Reproduce all of the records exactly.
= = =
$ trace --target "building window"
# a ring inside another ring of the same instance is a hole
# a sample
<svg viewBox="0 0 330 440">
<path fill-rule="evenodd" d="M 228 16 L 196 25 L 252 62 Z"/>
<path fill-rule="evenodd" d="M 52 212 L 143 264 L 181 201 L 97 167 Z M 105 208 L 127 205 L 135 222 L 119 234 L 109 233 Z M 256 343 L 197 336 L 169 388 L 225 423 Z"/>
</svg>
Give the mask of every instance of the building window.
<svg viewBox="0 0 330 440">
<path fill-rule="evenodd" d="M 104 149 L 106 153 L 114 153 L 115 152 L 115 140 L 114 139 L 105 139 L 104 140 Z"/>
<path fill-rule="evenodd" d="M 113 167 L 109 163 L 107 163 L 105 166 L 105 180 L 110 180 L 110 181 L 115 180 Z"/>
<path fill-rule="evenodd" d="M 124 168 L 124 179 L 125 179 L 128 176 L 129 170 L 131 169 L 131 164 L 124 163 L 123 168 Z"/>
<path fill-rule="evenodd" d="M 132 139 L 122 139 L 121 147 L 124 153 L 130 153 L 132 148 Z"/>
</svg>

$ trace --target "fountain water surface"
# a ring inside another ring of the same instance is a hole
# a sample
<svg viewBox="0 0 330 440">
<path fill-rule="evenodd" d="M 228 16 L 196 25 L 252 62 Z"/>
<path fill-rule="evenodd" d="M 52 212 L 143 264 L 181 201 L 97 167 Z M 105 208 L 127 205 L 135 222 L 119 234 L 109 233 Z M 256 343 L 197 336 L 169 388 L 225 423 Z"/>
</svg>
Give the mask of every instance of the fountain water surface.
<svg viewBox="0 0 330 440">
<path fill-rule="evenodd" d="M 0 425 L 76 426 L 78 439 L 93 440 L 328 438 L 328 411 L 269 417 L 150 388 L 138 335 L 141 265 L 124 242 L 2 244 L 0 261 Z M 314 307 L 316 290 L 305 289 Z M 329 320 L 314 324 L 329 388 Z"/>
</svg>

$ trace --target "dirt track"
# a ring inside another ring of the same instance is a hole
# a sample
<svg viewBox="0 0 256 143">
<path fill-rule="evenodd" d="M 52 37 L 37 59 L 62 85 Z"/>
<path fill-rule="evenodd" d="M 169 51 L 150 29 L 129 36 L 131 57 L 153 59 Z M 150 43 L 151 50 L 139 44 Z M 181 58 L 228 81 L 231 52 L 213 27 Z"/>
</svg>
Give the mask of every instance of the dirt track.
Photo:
= = =
**Result of the exercise:**
$ trace --target "building window"
# a ring inside another ring of the same instance is a hole
# a sample
<svg viewBox="0 0 330 440">
<path fill-rule="evenodd" d="M 228 16 L 196 25 L 252 62 Z"/>
<path fill-rule="evenodd" d="M 52 212 L 143 264 L 181 201 L 97 167 Z M 105 208 L 127 205 L 135 222 L 119 234 L 109 233 Z M 256 343 L 197 336 L 169 388 L 225 423 Z"/>
</svg>
Give the mask of every instance of the building window.
<svg viewBox="0 0 330 440">
<path fill-rule="evenodd" d="M 104 149 L 106 153 L 114 153 L 115 152 L 115 140 L 114 139 L 105 139 L 104 140 Z"/>
<path fill-rule="evenodd" d="M 113 167 L 109 163 L 107 163 L 105 166 L 105 180 L 110 180 L 110 181 L 115 180 Z"/>
<path fill-rule="evenodd" d="M 124 168 L 124 179 L 125 179 L 128 176 L 129 170 L 131 169 L 131 164 L 124 163 L 123 168 Z"/>
<path fill-rule="evenodd" d="M 132 139 L 122 139 L 121 147 L 124 153 L 130 153 L 132 148 Z"/>
</svg>

$ trace --target "fountain water surface"
# a ring inside another ring of the same instance is a hole
# a sample
<svg viewBox="0 0 330 440">
<path fill-rule="evenodd" d="M 228 16 L 196 25 L 252 62 Z"/>
<path fill-rule="evenodd" d="M 52 212 L 143 264 L 181 201 L 97 167 Z M 105 208 L 127 205 L 135 222 L 119 234 L 109 233 Z M 256 343 L 197 336 L 169 388 L 225 423 Z"/>
</svg>
Give the mask of every instance of the fountain water surface.
<svg viewBox="0 0 330 440">
<path fill-rule="evenodd" d="M 0 425 L 76 426 L 78 439 L 93 440 L 328 438 L 328 411 L 269 417 L 150 388 L 138 335 L 141 265 L 124 242 L 2 244 L 0 261 Z M 314 307 L 316 290 L 305 289 Z M 329 320 L 314 324 L 329 388 Z"/>
</svg>

$ trace --target "dirt track"
# a ring inside another ring of the same instance is a hole
# a sample
<svg viewBox="0 0 256 143">
<path fill-rule="evenodd" d="M 52 37 L 37 59 L 62 85 Z"/>
<path fill-rule="evenodd" d="M 169 51 L 150 29 L 129 36 L 131 57 L 153 59 Z M 150 43 L 151 50 L 139 44 Z M 181 58 L 228 81 L 231 52 L 213 27 Z"/>
</svg>
Give the mask of every instance of the dirt track.
Photo:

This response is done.